=== PAGE EXTRACT ===
# # # #
By D. Gregory McGinnis, Duke Energy; Philip C. Rader, Alstom Power Inc.;
Raymond R. Gansley, Alstom Power Inc.; Wuyin Wang, Alstom Power Sweden AB
In response to the anticipated base electrical load growth and the need for clean energy solutions, Duke Energy is constructing a new nominal 800 MW unit as part of an overall modernization of their existing Cliffside, N.C. facility.
Work is underway on Duke Energy’s 800 MW Cliffside coal-fired expansion project in North Carolina. Courtesy Duke Energy.
The complete project involves retiring four 1940s-vintage units, adding a wet flue gas desulphurization (WFGD) system on Unit 5 and constructing a new super-critical coal-fired generating facility (Unit 6). Unit 6 is currently under construction and is expected to be in commercial service in 2012.
Like all new generating facilities, Cliffside Unit 6 is subject to strict emission limits for sulfur dioxide (SO2), sulfuric acid mist, mercury and total and filterable particulate. In addition, effective control of other acid gases, including HCl and HF, is an important consideration from both an environmental standpoint as well as impacts on equipment operation and maintenance. To achieve typical modern permit limits, new generating facilities burning high sulfur coal must be equipped with a dry electrostatic precipitator (ESP) or fabric filter (FF) for particulate control, WFGD system for sulfur dioxide and acid gas control and a wet electrostatic precipitator (WESP) for sulfuric acid mist control.
To evaluate the alternative air quality control system (AQCS) options for Cliffside, Duke established a cross-functional team and used a decision analysis process to select the “best balanced choice.” The evaluation team consisted of representatives of Fossil Hydro operations, strategy and construction and project management. Using evaluation criteria and ratings determined by the team, Duke determined that the Alstom Integrated AQCS technology was the best balanced choice for the Cliffside project. The team performed separate sensitivity studies that confirmed the choice of Alstom’s proposed technology. A separate net present value evaluation confirmed the choice of Alstom’s AQCS.
Alstom’s integrated air quality control system combines dry (DFGD) and wet (WFGD) flue gas desulfurization systems. In the integrated process, sulfuric acid mist, hydrogen chloride, mercury and particulate are removed by the DFGD stage, with SO2 and additional mercury and HCl removal occurring in the downstream WFGD. The WFGD purge stream is sent to the DFGD, where it is spray dried and collected in the fabric filter, thus avoiding the need for wastewater treatment and discharge.Eight Process Steps
The principal process steps are as follows:
1. The flue gas is cooled in the spray dryer absorber (SDA) using a lean, lime slurry. Since the SDA outlet temperature is well below the acid dew point, the SO3 in the flue gas condenses as sulfuric acid (H2SO4) mist. The sulfuric acid mist reacts with the lime slurry and is captured in the fabric filter as calcium sulfate. Experience with DFGD systems and recent pilot testing has shown that sulfuric acid mist emissions are expected to be less than 1 ppm (around 0.004 lb/MBtu).
# # # #
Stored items
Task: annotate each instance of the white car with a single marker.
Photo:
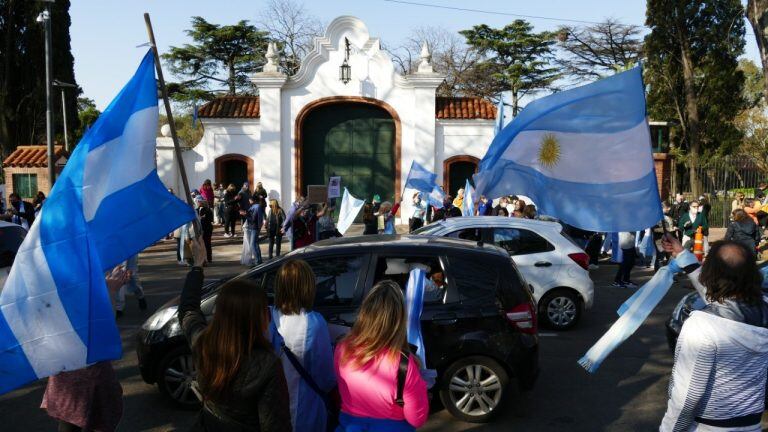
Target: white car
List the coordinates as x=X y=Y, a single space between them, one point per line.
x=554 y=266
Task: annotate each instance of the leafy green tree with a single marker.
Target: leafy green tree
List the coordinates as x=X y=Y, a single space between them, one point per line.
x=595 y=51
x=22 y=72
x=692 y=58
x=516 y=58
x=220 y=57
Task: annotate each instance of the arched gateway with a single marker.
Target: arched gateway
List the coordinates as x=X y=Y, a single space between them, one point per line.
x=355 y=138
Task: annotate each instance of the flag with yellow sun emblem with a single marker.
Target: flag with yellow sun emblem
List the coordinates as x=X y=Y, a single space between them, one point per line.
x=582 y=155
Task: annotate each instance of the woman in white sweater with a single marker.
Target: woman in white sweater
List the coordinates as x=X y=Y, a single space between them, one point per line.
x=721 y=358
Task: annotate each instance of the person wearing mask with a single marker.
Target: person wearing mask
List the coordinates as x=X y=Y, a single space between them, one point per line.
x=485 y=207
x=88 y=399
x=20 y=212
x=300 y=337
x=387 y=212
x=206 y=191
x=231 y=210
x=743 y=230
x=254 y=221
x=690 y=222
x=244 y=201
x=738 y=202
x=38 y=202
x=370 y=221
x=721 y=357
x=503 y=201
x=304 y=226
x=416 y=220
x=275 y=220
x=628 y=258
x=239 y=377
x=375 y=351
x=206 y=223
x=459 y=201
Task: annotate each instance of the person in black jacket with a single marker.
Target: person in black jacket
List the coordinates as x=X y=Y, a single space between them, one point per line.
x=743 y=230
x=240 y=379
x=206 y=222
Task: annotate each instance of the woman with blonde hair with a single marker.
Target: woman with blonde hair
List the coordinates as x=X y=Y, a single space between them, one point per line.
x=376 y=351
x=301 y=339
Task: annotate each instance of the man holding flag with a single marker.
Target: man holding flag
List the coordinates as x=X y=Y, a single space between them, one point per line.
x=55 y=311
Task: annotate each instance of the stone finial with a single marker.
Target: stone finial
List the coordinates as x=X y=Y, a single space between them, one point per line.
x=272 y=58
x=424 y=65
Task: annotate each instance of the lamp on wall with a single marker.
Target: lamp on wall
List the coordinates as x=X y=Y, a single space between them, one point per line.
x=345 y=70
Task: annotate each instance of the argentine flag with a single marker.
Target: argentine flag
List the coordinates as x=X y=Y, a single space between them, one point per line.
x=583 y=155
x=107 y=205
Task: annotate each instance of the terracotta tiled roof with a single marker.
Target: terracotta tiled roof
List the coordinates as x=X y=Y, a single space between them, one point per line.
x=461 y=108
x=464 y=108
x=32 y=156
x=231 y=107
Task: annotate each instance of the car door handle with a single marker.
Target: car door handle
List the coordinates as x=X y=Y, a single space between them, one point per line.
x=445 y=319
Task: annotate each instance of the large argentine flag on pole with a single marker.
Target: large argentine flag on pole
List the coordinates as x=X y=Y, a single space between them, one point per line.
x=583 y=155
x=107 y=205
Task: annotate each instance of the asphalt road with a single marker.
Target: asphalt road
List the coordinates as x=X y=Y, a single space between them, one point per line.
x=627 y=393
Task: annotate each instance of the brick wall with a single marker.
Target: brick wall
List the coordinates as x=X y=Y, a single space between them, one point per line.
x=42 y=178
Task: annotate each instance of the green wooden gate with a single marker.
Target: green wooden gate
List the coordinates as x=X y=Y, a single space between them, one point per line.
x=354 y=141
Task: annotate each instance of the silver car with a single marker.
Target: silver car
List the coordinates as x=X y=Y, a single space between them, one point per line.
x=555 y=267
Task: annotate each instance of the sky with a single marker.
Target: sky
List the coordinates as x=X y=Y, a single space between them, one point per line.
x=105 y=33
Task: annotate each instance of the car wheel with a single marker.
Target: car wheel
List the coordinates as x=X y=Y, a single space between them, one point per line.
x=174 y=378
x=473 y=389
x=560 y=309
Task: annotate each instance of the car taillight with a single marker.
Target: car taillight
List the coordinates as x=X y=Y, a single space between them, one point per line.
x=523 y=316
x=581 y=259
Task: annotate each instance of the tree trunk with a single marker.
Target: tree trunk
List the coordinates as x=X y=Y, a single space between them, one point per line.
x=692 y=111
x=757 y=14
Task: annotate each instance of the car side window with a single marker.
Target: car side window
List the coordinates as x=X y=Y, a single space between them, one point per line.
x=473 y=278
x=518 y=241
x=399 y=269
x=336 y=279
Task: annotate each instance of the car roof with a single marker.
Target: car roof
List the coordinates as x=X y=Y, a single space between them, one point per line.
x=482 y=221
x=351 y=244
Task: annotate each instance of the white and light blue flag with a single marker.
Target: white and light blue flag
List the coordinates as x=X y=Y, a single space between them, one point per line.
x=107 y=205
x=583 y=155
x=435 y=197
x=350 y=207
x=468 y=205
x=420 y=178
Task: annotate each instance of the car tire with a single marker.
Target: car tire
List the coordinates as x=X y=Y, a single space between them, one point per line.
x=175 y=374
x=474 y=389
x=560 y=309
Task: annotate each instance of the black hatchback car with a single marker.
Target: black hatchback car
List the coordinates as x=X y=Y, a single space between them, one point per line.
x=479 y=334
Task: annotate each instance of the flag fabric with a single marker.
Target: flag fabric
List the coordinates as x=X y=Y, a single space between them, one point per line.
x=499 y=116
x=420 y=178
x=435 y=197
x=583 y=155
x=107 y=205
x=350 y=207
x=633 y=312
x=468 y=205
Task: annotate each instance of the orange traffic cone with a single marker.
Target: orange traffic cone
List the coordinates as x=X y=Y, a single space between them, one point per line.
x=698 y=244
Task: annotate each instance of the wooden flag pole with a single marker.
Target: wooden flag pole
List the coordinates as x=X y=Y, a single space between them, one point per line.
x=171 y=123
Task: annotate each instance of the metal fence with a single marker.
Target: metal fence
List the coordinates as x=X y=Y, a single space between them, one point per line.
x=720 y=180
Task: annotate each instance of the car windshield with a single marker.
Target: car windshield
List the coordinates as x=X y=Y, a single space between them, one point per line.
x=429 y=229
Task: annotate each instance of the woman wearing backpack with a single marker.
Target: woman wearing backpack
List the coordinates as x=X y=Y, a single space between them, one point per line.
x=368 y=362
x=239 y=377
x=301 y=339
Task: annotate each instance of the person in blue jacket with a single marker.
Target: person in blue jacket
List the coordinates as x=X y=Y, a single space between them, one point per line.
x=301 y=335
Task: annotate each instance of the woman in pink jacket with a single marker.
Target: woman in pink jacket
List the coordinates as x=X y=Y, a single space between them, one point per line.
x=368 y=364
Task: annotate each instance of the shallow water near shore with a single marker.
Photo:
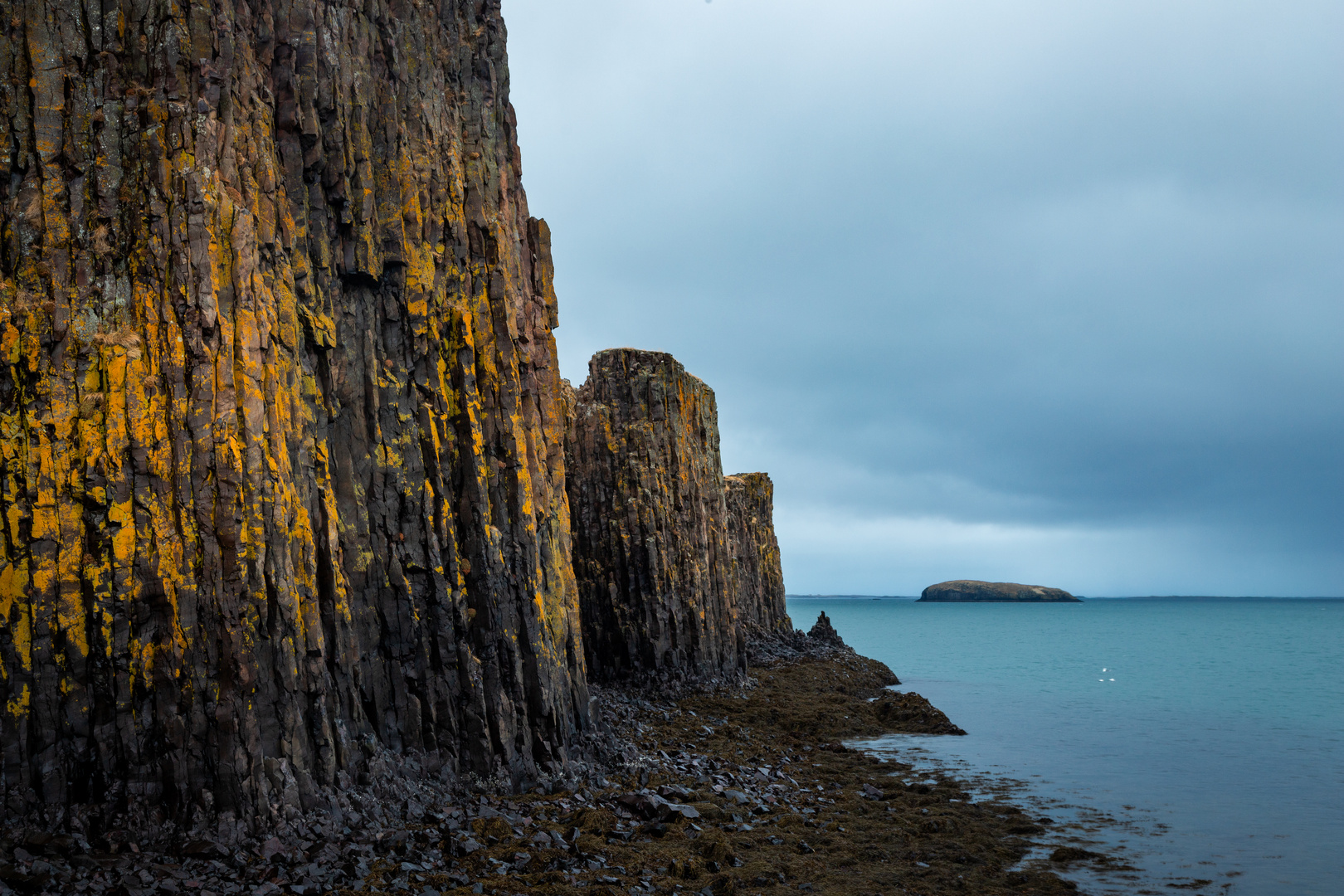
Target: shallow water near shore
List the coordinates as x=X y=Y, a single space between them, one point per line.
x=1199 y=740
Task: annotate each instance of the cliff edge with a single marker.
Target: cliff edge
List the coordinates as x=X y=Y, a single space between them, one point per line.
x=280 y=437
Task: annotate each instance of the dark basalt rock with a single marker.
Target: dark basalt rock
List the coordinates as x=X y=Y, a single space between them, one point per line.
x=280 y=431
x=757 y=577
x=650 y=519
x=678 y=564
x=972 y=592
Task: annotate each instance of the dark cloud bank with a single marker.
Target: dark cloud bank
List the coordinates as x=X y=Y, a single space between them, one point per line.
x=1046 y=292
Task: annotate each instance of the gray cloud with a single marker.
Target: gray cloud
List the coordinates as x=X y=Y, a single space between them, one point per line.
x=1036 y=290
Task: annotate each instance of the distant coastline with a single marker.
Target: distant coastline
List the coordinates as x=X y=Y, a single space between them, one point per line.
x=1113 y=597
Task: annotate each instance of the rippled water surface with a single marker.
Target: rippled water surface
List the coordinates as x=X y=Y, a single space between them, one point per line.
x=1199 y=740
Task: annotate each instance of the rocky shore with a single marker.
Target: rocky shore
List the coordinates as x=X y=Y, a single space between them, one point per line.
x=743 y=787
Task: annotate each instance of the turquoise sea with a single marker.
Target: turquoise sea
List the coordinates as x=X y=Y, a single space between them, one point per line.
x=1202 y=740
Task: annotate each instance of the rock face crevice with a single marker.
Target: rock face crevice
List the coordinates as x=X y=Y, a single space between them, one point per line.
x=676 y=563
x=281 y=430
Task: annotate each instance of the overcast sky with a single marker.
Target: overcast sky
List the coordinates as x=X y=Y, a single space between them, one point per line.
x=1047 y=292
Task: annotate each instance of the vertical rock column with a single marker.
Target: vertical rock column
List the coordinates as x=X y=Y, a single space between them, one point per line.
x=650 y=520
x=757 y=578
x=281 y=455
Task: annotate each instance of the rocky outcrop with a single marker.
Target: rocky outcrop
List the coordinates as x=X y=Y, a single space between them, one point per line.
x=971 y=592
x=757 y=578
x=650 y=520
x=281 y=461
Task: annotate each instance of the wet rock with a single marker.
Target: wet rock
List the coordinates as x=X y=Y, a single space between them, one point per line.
# # # #
=== EXERCISE TASKS ===
(1) Duplicate everything in the Cliffside article from "Like all new" down to "acid mist control.".
(2) According to the Cliffside article, in what year is Unit 6 expected to enter commercial service?

=== RESULTS FOR THE EXERCISE ===
(1)
Like all new generating facilities, Cliffside Unit 6 is subject to strict emission limits for sulfur dioxide (SO2), sulfuric acid mist, mercury and total and filterable particulate. In addition, effective control of other acid gases, including HCl and HF, is an important consideration from both an environmental standpoint as well as impacts on equipment operation and maintenance. To achieve typical modern permit limits, new generating facilities burning high sulfur coal must be equipped with a dry electrostatic precipitator (ESP) or fabric filter (FF) for particulate control, WFGD system for sulfur dioxide and acid gas control and a wet electrostatic precipitator (WESP) for sulfuric acid mist control.

(2) 2012